*** Opening of WORKING DATA ***

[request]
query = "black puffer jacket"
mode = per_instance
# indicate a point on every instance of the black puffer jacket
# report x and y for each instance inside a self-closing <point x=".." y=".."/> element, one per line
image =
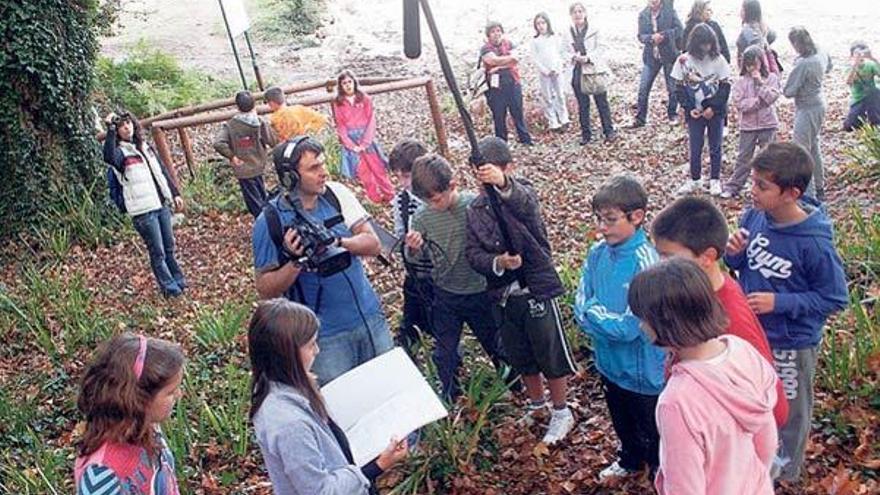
<point x="522" y="212"/>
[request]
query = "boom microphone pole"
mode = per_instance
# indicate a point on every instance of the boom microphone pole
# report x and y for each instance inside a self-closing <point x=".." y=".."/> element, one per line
<point x="412" y="49"/>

*** Close of WORKING DATA ***

_EXERCISE GOAL_: Wherever the word "indicate" turns up in a line of the listing, that line counts; report the total as a lone number.

_SOLUTION FOR THIS EXERCISE_: 2